● **Passage provided**
▽
Some personal thoughts from the senior editor’s desk.
To be in a relationship, or not to be in a relationship? That appears to be our question.
Everywhere around me right now, I’m seeing relationships failing. I’ve heard a few of my friends refer to 2018 as the year where all the power couples broke up – a comment on various YouTube couples, celebrity couples, and people in our friend group choosing to terminate relationships that have been going on for years now. Myself, and my other partner behind The Thinker’s Right, may count for two of those potential breakups. While neither of us have made a concrete decision yet, we’re both now faced with the prospect of life without our partners, and it’s left a lot on my mind.
There is something profoundly unsetting about couples you admire breaking up. Relationships give us a sense of security, and we idolize power couples especially because they show us what we want for ourselves. Despite what your gender studies prof has conditioned you to believe, what we all want is to be in a good, loving relationship; to find a partner who meets our emotional needs and physical standards, to have by our side for all our lives.
So when we watch those couples that we thought were going to make it to the end fall apart, it leaves us scared for our own success in relationships. One of my all-time favourite songs is Kurt Vile’s brilliant ‘Girl Called Alex,’ about a friend of his who had recently split up from her husband. The narrator continues to fantasize the utopian relationship as it gives him a sense of comfort.
△
● **Task 1**
Answer these questions from the passage on relationships:
(a) What year have the writer's friends called the year all the power couples broke up?
(b) Which song does the writer name as an all-time favorite, and who performs it?
(c) According to the writer, why do we idolize power couples?
● **Task 2**
Summarize the passage on relationships in two sentences.
The records that come next are separate material with no tie to the passage on relationships.

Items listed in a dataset
▽
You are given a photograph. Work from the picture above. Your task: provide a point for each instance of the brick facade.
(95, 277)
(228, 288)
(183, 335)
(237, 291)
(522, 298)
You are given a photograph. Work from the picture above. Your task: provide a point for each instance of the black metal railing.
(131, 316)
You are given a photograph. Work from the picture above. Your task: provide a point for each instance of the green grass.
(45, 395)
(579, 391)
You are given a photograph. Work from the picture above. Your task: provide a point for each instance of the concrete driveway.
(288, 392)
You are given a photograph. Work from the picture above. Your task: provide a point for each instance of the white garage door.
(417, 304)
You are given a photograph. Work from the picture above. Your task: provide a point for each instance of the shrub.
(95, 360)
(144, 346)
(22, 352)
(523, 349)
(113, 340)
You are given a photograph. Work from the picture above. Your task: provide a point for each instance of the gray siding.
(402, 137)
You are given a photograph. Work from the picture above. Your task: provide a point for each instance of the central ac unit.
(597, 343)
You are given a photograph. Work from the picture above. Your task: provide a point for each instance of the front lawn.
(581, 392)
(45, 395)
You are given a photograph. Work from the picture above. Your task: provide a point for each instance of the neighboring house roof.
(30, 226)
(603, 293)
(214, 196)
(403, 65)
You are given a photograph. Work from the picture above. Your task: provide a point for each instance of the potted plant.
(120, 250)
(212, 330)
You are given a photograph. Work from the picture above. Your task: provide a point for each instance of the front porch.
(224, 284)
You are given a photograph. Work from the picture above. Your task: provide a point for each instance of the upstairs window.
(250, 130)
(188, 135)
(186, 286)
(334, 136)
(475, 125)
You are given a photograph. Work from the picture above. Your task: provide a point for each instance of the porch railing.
△
● **Answer 1**
(a) 2018
(b) 'Girl Called Alex' by Kurt Vile
(c) Because they show us what we want for ourselves

● **Answer 2**
The writer sees relationships failing everywhere, including among admired couples and possibly both people behind The Thinker's Right, which has left a lot on the writer's mind. Because relationships give us security and power couples show us what we want, watching such couples fall apart leaves us scared for our own success in relationships.